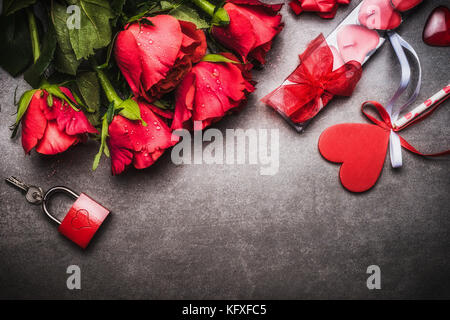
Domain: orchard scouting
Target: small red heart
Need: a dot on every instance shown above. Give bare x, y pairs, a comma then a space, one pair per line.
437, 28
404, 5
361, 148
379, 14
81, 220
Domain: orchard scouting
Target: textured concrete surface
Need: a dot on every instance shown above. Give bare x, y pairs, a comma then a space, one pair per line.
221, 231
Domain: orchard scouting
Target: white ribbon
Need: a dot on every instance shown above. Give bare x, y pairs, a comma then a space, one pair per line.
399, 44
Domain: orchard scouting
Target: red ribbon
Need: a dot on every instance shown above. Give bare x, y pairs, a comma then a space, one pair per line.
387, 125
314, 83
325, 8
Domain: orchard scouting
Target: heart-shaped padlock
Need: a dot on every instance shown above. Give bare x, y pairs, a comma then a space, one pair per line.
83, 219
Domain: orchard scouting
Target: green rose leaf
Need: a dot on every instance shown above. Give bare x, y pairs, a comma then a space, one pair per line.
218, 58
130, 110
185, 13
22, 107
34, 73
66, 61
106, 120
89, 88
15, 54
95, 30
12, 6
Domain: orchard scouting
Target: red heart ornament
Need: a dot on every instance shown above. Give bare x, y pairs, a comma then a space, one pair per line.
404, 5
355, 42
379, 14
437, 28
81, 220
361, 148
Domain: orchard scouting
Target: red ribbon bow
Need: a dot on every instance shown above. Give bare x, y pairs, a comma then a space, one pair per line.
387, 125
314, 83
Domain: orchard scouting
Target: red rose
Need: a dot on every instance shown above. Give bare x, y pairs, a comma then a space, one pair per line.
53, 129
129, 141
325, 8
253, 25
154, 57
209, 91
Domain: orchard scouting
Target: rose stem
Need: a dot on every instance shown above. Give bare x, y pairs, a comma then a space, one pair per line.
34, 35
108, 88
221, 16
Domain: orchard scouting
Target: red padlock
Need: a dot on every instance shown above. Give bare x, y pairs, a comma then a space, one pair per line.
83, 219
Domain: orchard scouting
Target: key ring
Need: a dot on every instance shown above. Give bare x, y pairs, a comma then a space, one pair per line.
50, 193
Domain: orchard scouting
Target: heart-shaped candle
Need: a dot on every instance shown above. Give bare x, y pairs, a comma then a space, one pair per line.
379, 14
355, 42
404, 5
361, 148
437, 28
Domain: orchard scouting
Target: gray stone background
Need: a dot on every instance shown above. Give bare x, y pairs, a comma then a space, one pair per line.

* * *

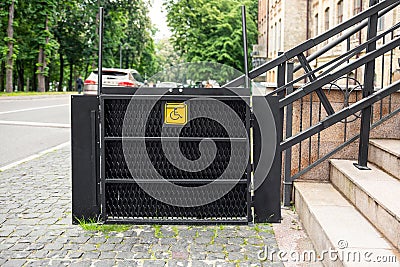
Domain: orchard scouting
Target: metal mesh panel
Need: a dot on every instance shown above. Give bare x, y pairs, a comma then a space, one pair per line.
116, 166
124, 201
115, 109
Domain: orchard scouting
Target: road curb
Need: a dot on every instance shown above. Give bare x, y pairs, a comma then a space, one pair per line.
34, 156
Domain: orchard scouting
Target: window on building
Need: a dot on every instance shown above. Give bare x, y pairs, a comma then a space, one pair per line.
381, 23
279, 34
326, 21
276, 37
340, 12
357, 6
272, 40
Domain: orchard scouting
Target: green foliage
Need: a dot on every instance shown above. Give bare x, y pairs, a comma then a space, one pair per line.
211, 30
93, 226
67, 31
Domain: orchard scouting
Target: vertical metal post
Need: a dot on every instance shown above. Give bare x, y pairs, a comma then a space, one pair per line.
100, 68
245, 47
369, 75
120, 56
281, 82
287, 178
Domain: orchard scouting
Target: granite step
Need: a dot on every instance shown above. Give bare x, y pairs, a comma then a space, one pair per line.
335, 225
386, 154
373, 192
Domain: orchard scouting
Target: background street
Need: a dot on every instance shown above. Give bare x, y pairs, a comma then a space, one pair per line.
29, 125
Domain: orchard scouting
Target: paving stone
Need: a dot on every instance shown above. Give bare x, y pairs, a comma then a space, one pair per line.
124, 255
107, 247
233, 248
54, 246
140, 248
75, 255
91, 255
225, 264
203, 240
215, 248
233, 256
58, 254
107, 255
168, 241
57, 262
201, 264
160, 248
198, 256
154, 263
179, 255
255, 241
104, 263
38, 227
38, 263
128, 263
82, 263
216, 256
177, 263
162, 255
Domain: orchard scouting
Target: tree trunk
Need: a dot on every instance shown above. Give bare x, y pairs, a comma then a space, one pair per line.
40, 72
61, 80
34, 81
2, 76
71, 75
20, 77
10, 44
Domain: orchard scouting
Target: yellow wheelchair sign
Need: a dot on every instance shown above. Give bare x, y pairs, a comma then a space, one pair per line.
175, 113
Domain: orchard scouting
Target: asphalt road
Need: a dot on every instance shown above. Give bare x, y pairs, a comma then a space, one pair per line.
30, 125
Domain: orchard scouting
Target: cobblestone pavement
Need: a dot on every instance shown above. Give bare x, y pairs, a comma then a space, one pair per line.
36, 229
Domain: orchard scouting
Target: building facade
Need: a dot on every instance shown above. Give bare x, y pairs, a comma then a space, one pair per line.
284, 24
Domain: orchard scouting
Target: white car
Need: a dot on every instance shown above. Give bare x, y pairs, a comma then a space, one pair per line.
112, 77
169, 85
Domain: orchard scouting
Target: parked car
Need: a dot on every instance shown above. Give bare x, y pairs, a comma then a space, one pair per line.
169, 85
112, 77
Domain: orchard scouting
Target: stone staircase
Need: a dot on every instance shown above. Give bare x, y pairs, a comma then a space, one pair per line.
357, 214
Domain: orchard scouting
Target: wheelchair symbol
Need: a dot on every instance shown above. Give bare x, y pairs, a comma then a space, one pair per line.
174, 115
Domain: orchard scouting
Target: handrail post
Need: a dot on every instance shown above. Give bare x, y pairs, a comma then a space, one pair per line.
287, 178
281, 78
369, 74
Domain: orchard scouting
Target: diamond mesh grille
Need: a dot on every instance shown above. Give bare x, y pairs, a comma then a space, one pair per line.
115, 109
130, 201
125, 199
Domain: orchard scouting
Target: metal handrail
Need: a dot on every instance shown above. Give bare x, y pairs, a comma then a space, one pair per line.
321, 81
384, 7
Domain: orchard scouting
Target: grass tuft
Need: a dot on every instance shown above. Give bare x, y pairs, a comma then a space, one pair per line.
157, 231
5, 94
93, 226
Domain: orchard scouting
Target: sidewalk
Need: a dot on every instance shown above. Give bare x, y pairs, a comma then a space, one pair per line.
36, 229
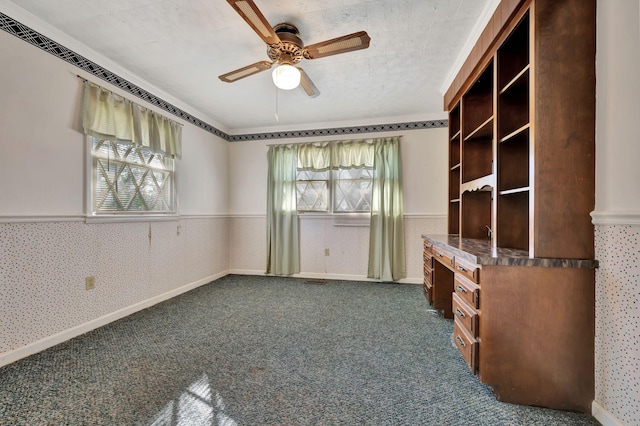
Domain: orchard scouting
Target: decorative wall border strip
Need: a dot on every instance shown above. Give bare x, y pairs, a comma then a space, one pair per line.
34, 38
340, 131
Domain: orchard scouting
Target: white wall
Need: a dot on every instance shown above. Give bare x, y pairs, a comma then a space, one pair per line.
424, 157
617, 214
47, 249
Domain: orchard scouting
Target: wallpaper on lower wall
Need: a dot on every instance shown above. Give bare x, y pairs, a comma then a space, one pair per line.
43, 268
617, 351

→ **Short problem**: Please state how many lines of the records contain the string "handrail", treating case as significant, and give only that number.

→ **Result below**: 2